* Task:
What this exercise requires is a verbatim reproduction of the data below.
-- Data for review follows --
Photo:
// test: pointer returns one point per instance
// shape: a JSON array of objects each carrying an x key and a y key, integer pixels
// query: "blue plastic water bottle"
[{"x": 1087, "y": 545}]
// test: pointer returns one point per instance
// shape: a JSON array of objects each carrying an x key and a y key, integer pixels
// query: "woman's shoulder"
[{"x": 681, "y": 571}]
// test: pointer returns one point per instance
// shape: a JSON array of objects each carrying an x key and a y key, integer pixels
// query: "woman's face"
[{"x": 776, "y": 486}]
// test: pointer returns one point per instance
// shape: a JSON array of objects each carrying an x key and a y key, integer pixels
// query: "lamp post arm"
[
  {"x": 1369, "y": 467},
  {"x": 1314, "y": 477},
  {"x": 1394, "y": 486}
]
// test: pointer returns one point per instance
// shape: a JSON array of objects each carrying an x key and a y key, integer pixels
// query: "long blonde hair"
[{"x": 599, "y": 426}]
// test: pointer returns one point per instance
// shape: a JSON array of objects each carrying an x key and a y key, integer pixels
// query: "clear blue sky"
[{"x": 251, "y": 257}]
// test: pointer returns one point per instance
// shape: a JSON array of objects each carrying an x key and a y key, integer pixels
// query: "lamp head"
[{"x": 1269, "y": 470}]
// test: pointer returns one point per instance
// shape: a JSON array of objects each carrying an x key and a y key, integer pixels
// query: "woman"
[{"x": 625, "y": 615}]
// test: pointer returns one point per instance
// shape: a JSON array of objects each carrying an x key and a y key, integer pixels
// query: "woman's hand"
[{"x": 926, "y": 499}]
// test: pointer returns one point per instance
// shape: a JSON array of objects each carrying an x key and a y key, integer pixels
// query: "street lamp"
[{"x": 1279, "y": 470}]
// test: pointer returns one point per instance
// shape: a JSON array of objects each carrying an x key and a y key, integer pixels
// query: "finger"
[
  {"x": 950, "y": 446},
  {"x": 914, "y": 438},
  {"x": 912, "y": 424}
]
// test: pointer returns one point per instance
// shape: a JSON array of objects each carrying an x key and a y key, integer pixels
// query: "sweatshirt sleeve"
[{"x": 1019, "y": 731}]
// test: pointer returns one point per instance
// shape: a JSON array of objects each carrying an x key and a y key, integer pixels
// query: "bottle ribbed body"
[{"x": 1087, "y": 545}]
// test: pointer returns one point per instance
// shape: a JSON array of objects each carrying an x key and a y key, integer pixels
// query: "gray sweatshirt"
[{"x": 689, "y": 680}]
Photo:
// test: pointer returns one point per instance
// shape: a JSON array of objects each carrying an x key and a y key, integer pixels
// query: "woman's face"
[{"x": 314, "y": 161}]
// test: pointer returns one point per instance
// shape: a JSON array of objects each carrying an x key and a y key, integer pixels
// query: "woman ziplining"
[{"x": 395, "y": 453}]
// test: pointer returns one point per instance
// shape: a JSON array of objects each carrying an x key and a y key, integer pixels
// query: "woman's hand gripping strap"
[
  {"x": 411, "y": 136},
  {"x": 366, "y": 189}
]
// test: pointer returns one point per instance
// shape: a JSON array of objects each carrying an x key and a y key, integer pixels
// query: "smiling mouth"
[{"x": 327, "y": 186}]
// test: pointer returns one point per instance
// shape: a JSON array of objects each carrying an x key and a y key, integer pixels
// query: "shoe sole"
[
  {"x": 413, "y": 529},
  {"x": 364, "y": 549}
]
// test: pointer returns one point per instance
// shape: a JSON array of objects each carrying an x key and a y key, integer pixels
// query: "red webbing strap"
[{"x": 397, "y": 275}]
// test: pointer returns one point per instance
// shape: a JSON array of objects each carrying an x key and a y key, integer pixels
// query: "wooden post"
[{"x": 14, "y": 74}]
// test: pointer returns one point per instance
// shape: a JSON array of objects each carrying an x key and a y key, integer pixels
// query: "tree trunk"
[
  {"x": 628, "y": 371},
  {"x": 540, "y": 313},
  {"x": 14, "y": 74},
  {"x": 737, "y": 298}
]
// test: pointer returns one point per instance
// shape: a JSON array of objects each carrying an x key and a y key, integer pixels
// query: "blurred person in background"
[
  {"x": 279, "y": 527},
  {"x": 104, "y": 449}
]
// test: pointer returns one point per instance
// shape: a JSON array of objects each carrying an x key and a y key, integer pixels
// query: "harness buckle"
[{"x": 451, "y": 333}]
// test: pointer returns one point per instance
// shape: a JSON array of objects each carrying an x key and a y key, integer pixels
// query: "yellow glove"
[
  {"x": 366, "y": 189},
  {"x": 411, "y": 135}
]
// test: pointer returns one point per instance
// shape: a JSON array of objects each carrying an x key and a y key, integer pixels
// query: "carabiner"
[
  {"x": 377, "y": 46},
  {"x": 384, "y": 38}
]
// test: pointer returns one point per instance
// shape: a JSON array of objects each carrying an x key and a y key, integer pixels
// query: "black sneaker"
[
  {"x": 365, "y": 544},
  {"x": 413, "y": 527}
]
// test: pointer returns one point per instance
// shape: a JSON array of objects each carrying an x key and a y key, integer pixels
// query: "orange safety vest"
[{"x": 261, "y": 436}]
-- Data for review concluded --
* Finished exercise:
Photo:
// test: pointer returns one point per instance
// shape: a JSON array of objects each carrying an x key and a y key, integer pixels
// query: "blue plastic water bottle"
[{"x": 1087, "y": 545}]
// test: pointer returns one point per instance
// shape: a JSON array of objects each carrying an x key and a y key, integer pixels
// query: "woman's shoulder"
[{"x": 681, "y": 571}]
// test: pointer returns one point per instance
// shape: a JSON array of objects each carrying an x key and a y key, integer pixels
// query: "woman's face"
[{"x": 776, "y": 486}]
// test: pointer returns one point per instance
// shape: a JSON array of objects each carrying an x key and a y key, integer pixels
// query: "lamp post arm"
[
  {"x": 1369, "y": 467},
  {"x": 1314, "y": 477},
  {"x": 1394, "y": 486}
]
// test: pointer returns one point per instance
// shape: a JSON array of objects each carrying an x key and a y key, integer pixels
// query: "long blonde hair"
[{"x": 599, "y": 426}]
// test: pointer returns one point per instance
// shape: a JSON array of objects each carrying an x key and a y key, integer pixels
// query: "clear blue sky"
[{"x": 251, "y": 257}]
// test: pointer returns one point per instance
// shape: a JSON array of objects each carrying an x key and a y key, integer pixels
// query: "lamp head"
[{"x": 1269, "y": 470}]
// test: pointer returns one point per instance
// shape: a JSON array of objects each carrying an x key and a y key, integer pixels
// query: "woman"
[{"x": 625, "y": 615}]
// test: pointer returns one point per instance
// shape: a JSON array of objects each carrying an x key and a y key, integer pixels
// query: "woman's hand"
[{"x": 926, "y": 499}]
// test: pointer returns one point per instance
// shape: a JSON array of objects each carrying an x key and a y key, integer pixels
// query: "street lamp"
[{"x": 1279, "y": 470}]
// test: pointer returns one point per instance
// shape: a JSON array of objects each carrying an x key and a y key, integer pixels
// query: "finger"
[
  {"x": 950, "y": 446},
  {"x": 914, "y": 438},
  {"x": 912, "y": 424}
]
// test: pointer returns one point per instance
// shape: a JSON array of objects each carrying an x key and a y key, integer pixels
// query: "sweatshirt sleeve"
[{"x": 1019, "y": 731}]
// test: pointer returns one point per instance
// shape: a JSON array of objects each carrying an x key and a y key, integer pixels
// query: "bottle ribbed body"
[{"x": 1087, "y": 545}]
// test: pointer returns one point per instance
// shape: a JSON array of objects each carrying an x key and a y key, integer pixels
// query: "gray sweatshirt"
[{"x": 689, "y": 680}]
Photo:
// test: pointer returns one point per instance
// shape: a JSON array of objects each carrying an x key and a y key, integer pixels
// query: "woman's face"
[{"x": 314, "y": 161}]
// test: pointer returns one point per instance
// shape: a JSON array of objects each carrying an x key and a y key, integer pixels
// query: "woman ziplining"
[{"x": 395, "y": 453}]
// test: pointer returns one point per instance
// shape: a JSON array of objects each carrying an x key and a y key, integer pixels
// query: "woman's hand gripping strap"
[
  {"x": 411, "y": 136},
  {"x": 366, "y": 189}
]
// test: pointer returns one point per instance
// shape: a JSON array of objects each carrying an x key and a y key, integer pixels
// query: "smiling mouth"
[{"x": 327, "y": 186}]
// test: pointer returns one point per instance
// shape: a JSON array of objects each carrying an x key and a y key, integer pixels
// query: "shoe sole"
[
  {"x": 413, "y": 529},
  {"x": 364, "y": 549}
]
// test: pointer returns one point per instance
// shape: a JSON array of objects each carrying an x key and a y key, integer pixels
// query: "red webbing strap"
[{"x": 397, "y": 275}]
// test: pointer returns one point per instance
// shape: a JSON array of objects each carrying an x key and a y key, integer pixels
// query: "wooden post"
[{"x": 14, "y": 74}]
// test: pointer returns one point per instance
// shape: a JSON array of objects each carrying an x key and a y key, integer pixels
// query: "tree trunk"
[
  {"x": 628, "y": 371},
  {"x": 540, "y": 313},
  {"x": 14, "y": 74},
  {"x": 737, "y": 298}
]
// test: pointer returns one point per instance
// shape: a JSON array of objects each carrying an x key and a y key, integer pixels
// query: "blurred person in background"
[
  {"x": 279, "y": 527},
  {"x": 104, "y": 449}
]
// test: pointer returns one point per instance
// shape: a JSON array of objects each carrying an x key and a y key, integer pixels
// query: "harness buckle"
[{"x": 451, "y": 333}]
// test: pointer returns one point per instance
// shape: a JSON array of objects each carrying an x key and a y key, integer pixels
// query: "yellow glove"
[
  {"x": 366, "y": 189},
  {"x": 411, "y": 135}
]
// test: pointer returns one point per instance
// shape: a JSON array of objects each carrying an x key and a y key, integer pixels
// query: "carabiner"
[
  {"x": 377, "y": 46},
  {"x": 384, "y": 38}
]
// test: pointer returns one point per instance
// shape: a JSON array of objects each carrying an x key and a y key, integer pixels
// query: "black sneaker"
[
  {"x": 365, "y": 544},
  {"x": 413, "y": 527}
]
// test: pointer returns one point per instance
// shape: a JSON array of objects each carrying an x key and a y key, integer pixels
// query: "orange safety vest"
[{"x": 261, "y": 436}]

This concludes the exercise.